• Required task:
Format the records below as a numbered list, skipping any blank lines and leaving out the pictures.
..........
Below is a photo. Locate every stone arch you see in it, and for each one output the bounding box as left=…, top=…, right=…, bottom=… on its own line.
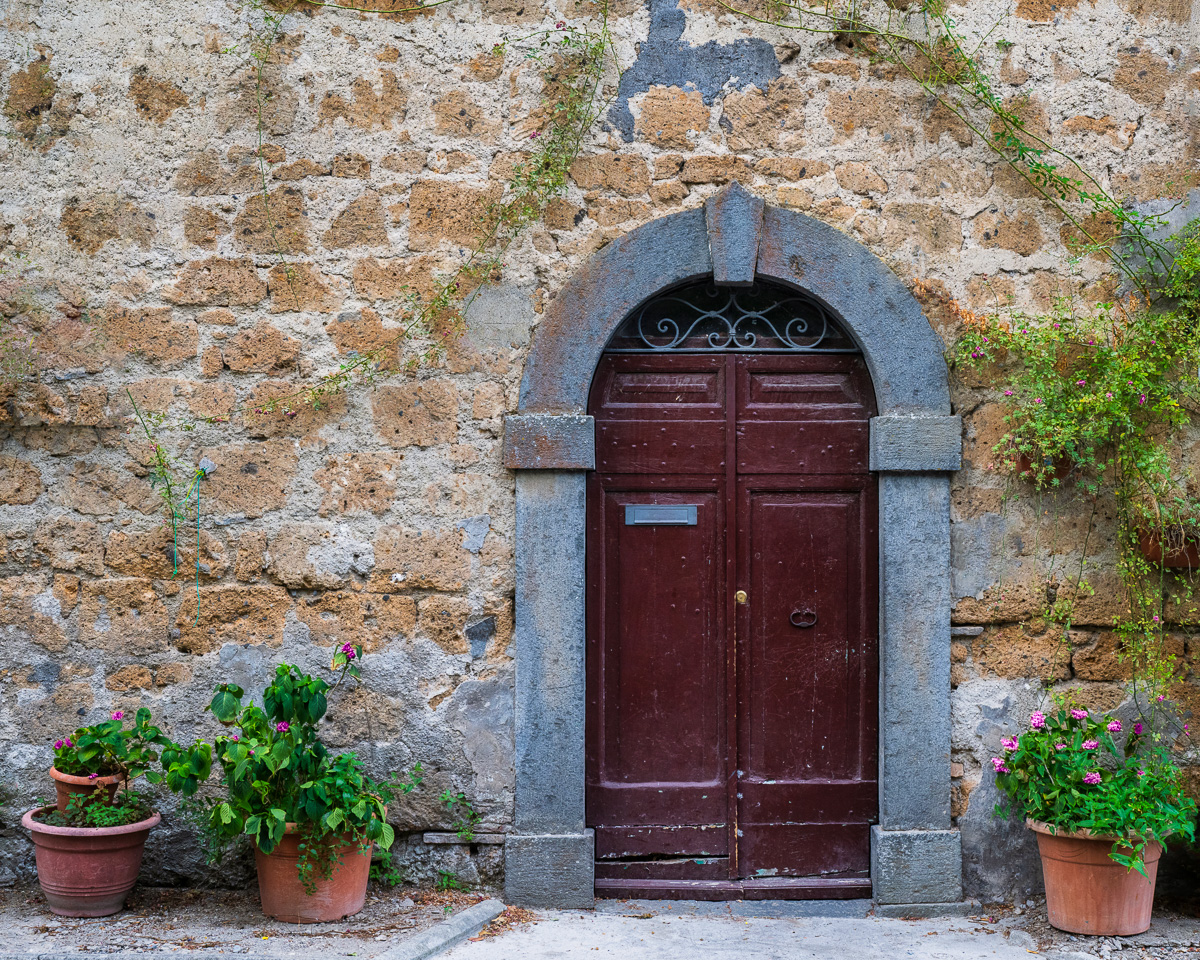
left=504, top=184, right=961, bottom=906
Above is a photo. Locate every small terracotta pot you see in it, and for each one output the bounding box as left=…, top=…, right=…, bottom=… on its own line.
left=254, top=823, right=371, bottom=923
left=1138, top=533, right=1200, bottom=570
left=20, top=806, right=161, bottom=917
left=1026, top=820, right=1163, bottom=937
left=50, top=767, right=121, bottom=811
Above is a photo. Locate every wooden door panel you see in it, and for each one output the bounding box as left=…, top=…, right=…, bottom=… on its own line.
left=587, top=484, right=728, bottom=854
left=737, top=420, right=870, bottom=475
left=587, top=354, right=878, bottom=899
left=596, top=420, right=725, bottom=476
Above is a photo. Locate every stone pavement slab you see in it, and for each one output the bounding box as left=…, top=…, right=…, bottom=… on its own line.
left=443, top=904, right=1042, bottom=960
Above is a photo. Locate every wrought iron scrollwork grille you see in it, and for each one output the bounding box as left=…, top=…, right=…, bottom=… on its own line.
left=608, top=281, right=859, bottom=353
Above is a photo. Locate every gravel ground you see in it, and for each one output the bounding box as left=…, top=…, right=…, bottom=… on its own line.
left=972, top=899, right=1200, bottom=960
left=0, top=887, right=486, bottom=958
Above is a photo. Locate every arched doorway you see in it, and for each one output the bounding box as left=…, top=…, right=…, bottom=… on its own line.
left=587, top=280, right=878, bottom=899
left=504, top=184, right=961, bottom=907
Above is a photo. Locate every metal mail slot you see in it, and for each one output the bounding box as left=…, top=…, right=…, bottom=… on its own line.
left=625, top=503, right=696, bottom=527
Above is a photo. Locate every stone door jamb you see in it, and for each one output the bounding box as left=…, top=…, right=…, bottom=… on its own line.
left=504, top=184, right=962, bottom=907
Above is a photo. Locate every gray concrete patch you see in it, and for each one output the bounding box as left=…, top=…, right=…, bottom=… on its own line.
left=608, top=0, right=779, bottom=140
left=379, top=900, right=504, bottom=960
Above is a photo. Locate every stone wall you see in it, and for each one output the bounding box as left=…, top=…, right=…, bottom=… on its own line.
left=0, top=0, right=1200, bottom=895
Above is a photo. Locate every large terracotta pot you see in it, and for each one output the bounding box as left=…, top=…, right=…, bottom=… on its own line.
left=1026, top=820, right=1163, bottom=937
left=50, top=767, right=121, bottom=810
left=20, top=806, right=161, bottom=917
left=254, top=823, right=371, bottom=923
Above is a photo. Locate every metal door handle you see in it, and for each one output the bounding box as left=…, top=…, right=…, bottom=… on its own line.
left=788, top=607, right=817, bottom=630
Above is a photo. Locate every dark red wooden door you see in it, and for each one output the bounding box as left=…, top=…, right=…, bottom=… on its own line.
left=587, top=353, right=878, bottom=899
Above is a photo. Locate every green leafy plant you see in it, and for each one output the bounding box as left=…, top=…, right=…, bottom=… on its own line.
left=54, top=707, right=212, bottom=796
left=177, top=643, right=421, bottom=893
left=991, top=701, right=1196, bottom=875
left=440, top=790, right=484, bottom=844
left=35, top=786, right=154, bottom=828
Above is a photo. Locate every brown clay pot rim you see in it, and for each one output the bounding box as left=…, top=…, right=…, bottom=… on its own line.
left=20, top=804, right=162, bottom=836
left=1025, top=817, right=1159, bottom=844
left=50, top=767, right=125, bottom=787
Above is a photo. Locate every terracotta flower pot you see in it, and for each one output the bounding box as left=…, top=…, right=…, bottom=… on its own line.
left=20, top=806, right=161, bottom=917
left=1138, top=533, right=1200, bottom=570
left=50, top=767, right=121, bottom=810
left=254, top=823, right=371, bottom=923
left=1026, top=820, right=1163, bottom=937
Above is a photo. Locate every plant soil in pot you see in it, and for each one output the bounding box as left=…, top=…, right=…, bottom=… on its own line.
left=50, top=767, right=122, bottom=811
left=1027, top=820, right=1163, bottom=937
left=20, top=806, right=161, bottom=917
left=254, top=823, right=371, bottom=923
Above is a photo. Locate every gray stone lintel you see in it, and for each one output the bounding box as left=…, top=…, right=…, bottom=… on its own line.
left=870, top=416, right=962, bottom=473
left=704, top=182, right=766, bottom=287
left=504, top=830, right=595, bottom=910
left=504, top=413, right=596, bottom=470
left=871, top=827, right=962, bottom=904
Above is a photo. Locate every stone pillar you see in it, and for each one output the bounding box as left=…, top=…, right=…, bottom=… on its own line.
left=871, top=416, right=962, bottom=904
left=504, top=416, right=595, bottom=907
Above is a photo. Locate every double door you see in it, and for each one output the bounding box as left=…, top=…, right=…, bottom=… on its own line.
left=587, top=353, right=878, bottom=899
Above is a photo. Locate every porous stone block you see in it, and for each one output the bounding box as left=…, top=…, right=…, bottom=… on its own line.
left=504, top=830, right=595, bottom=910
left=871, top=416, right=962, bottom=472
left=871, top=826, right=962, bottom=904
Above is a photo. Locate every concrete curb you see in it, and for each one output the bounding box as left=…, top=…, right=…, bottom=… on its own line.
left=376, top=900, right=504, bottom=960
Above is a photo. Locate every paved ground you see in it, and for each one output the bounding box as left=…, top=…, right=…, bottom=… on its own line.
left=444, top=901, right=1200, bottom=960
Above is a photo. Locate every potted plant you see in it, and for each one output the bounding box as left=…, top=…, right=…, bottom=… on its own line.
left=180, top=643, right=419, bottom=923
left=22, top=707, right=210, bottom=917
left=991, top=703, right=1196, bottom=936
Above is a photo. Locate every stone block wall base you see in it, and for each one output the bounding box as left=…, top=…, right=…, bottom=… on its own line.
left=871, top=827, right=962, bottom=906
left=504, top=830, right=595, bottom=910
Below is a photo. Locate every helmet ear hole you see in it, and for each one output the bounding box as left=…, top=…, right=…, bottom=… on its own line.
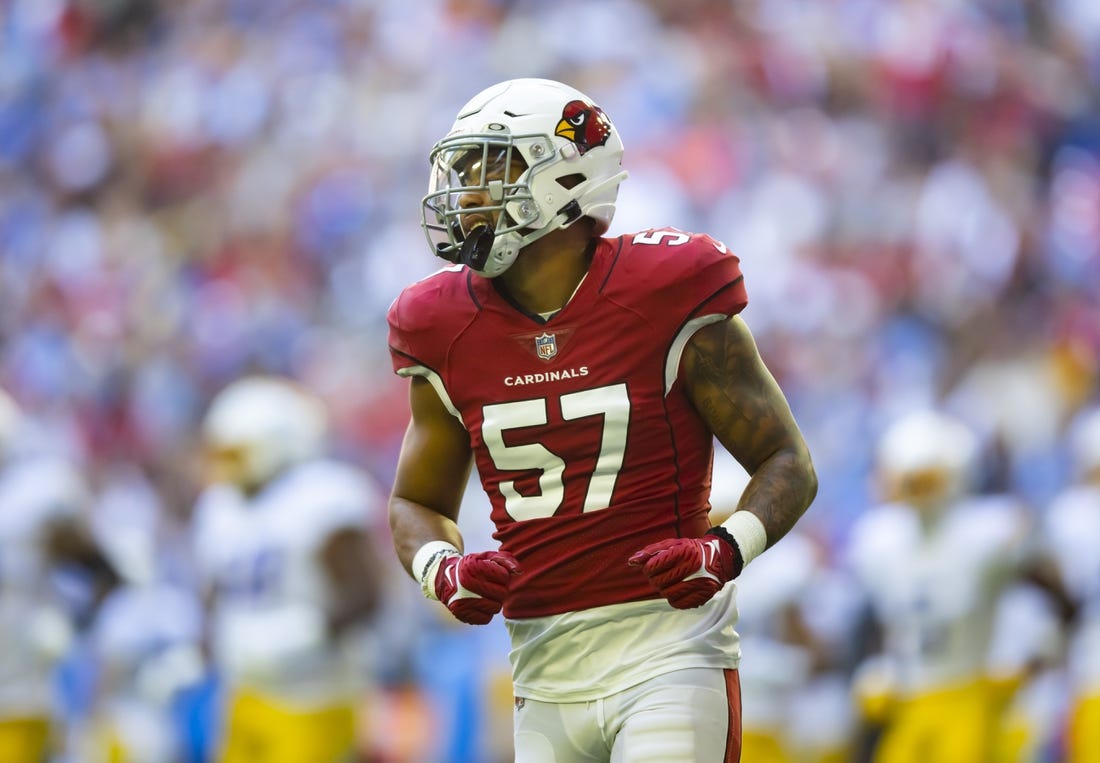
left=558, top=173, right=589, bottom=190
..........
• Output for this exercise:
1. Below is a photo. Locate every stone arch you see in it, and for each one output the bounding box as left=…, top=…, right=…, bottom=… on its own line.
2. left=504, top=184, right=961, bottom=906
3. Above is a photo. Locate every small terracotta pot you see in it, and for each one output the bounding box as left=…, top=…, right=…, bottom=… on its own line.
4. left=254, top=823, right=371, bottom=923
5. left=1138, top=533, right=1200, bottom=570
6. left=20, top=806, right=161, bottom=917
7. left=1026, top=820, right=1163, bottom=937
8. left=50, top=767, right=121, bottom=811
9. Above is a photo. Locate every wooden door panel you see in it, and for each one output the bounding box as left=…, top=…, right=…, bottom=… on its own line.
10. left=587, top=484, right=728, bottom=854
11. left=737, top=420, right=870, bottom=475
12. left=587, top=354, right=878, bottom=899
13. left=596, top=420, right=725, bottom=476
14. Above is a photo. Locate every stone pavement slab you see in it, and for each one output the bounding box as left=…, top=…, right=…, bottom=… on its own line.
15. left=443, top=904, right=1042, bottom=960
16. Above is a photo. Locate every wrought iron scrollwork grille you see in it, and for each one output the bounding box as left=…, top=…, right=…, bottom=… on its own line.
17. left=608, top=281, right=859, bottom=353
18. Above is a photo. Locate every gravel ground you see in it, and for each one output the bounding box as left=…, top=…, right=…, bottom=… on its own line.
19. left=972, top=899, right=1200, bottom=960
20. left=0, top=887, right=486, bottom=958
21. Above is a photo. Locate every arched doorway you see in it, and for each one output the bounding box as left=…, top=…, right=…, bottom=… on its own line.
22. left=587, top=280, right=878, bottom=899
23. left=504, top=184, right=961, bottom=907
24. Above is a photo. Locate every metal mail slot you see in it, and for each one output the bounding box as left=…, top=…, right=…, bottom=… on its own line.
25. left=625, top=503, right=696, bottom=527
26. Above is a photo. Locate every stone door jamb you see in it, and for each one output the bounding box as left=…, top=…, right=…, bottom=… on its own line.
27. left=504, top=184, right=962, bottom=907
28. Above is a photo. Locate every gray concrete patch you see in it, and for each one output the bounding box as left=…, top=…, right=…, bottom=… on its own line.
29. left=608, top=0, right=779, bottom=140
30. left=379, top=900, right=504, bottom=960
31. Above is a photo. Locate every stone wall you see in it, and for each one output the bounding box as left=…, top=…, right=…, bottom=… on its own line.
32. left=0, top=0, right=1200, bottom=895
33. Above is a photo. Locate every large terracotta pot you see in it, and for each one output the bounding box as left=…, top=…, right=…, bottom=… on its own line.
34. left=1026, top=820, right=1163, bottom=937
35. left=50, top=767, right=121, bottom=810
36. left=20, top=806, right=161, bottom=917
37. left=254, top=823, right=371, bottom=923
38. Above is a photo. Locate every metal door handle you see in it, and for each one output the bounding box as left=…, top=…, right=…, bottom=… on its own line.
39. left=788, top=607, right=817, bottom=630
40. Above is a photo. Locate every dark red wooden door you see in it, and for each one output the bounding box as left=…, top=…, right=…, bottom=… on its own line.
41. left=587, top=353, right=878, bottom=899
42. Above is a photo. Locate every green leafy plant you see in it, and for each one output the bounding box as left=…, top=…, right=…, bottom=… on its own line.
43. left=54, top=707, right=212, bottom=796
44. left=177, top=643, right=421, bottom=893
45. left=991, top=701, right=1196, bottom=875
46. left=440, top=790, right=484, bottom=844
47. left=35, top=786, right=154, bottom=828
48. Above is a photo. Locate every brown clay pot rim you see in it, and for each one output the bounding box as left=…, top=…, right=…, bottom=… on its own line.
49. left=20, top=804, right=162, bottom=836
50. left=1025, top=817, right=1159, bottom=844
51. left=50, top=767, right=125, bottom=787
52. Above is a photo. Locate every terracotta flower pot you see in it, and for each one output the bounding box as left=…, top=…, right=…, bottom=… on its own line.
53. left=20, top=806, right=161, bottom=917
54. left=1138, top=533, right=1200, bottom=570
55. left=50, top=767, right=121, bottom=810
56. left=254, top=823, right=371, bottom=923
57. left=1026, top=820, right=1163, bottom=937
58. Above is a photo. Locate every plant soil in pot you see in it, and for each one output the bounding box as left=…, top=…, right=…, bottom=… on its own line.
59. left=50, top=767, right=122, bottom=811
60. left=1027, top=820, right=1163, bottom=937
61. left=20, top=806, right=161, bottom=917
62. left=254, top=823, right=371, bottom=923
63. Above is a photo. Locate every gray stone lintel you see in it, and for each one output the bounding box as left=…, top=…, right=…, bottom=… on its own line.
64. left=870, top=416, right=962, bottom=473
65. left=704, top=182, right=766, bottom=287
66. left=504, top=830, right=595, bottom=910
67. left=504, top=413, right=596, bottom=470
68. left=871, top=827, right=962, bottom=904
69. Above is a photo. Locate every stone pillar you see in it, and for each one output the bounding box as left=…, top=…, right=…, bottom=… on its own line.
70. left=871, top=416, right=962, bottom=904
71. left=504, top=416, right=595, bottom=907
72. Above is a photo. Locate every double door you see in it, and for each one output the bounding box as left=…, top=…, right=…, bottom=… on its own line.
73. left=587, top=353, right=878, bottom=899
74. Above is a photo. Locate every porous stone block you see in it, and for each one output the bounding box as left=…, top=…, right=…, bottom=… on its own line.
75. left=504, top=830, right=595, bottom=910
76. left=871, top=416, right=962, bottom=472
77. left=871, top=826, right=962, bottom=904
78. Above is a photo. Locate every concrete curb you see in it, and for each one output the bounding box as left=…, top=…, right=…, bottom=… on its own line.
79. left=376, top=900, right=504, bottom=960
80. Above is a photo. Locate every paved ground you see in it, and for each one output the bounding box as left=…, top=…, right=…, bottom=… on its own line.
81. left=444, top=901, right=1200, bottom=960
82. Above is a photo. Locate every potted plant you see in it, and for each one output the bounding box as left=…, top=…, right=…, bottom=… on its own line.
83. left=180, top=643, right=419, bottom=923
84. left=22, top=707, right=210, bottom=917
85. left=991, top=703, right=1196, bottom=936
86. Above is a photo. Locate every stone block wall base you see in it, and for each one output the bounding box as left=…, top=…, right=…, bottom=… on its own line.
87. left=871, top=827, right=962, bottom=906
88. left=504, top=830, right=595, bottom=910
89. Below is a photo. Locate every helmet ear hole you see in it, and for each one output the bounding box as left=…, top=…, right=…, bottom=… on its own line.
90. left=558, top=173, right=589, bottom=190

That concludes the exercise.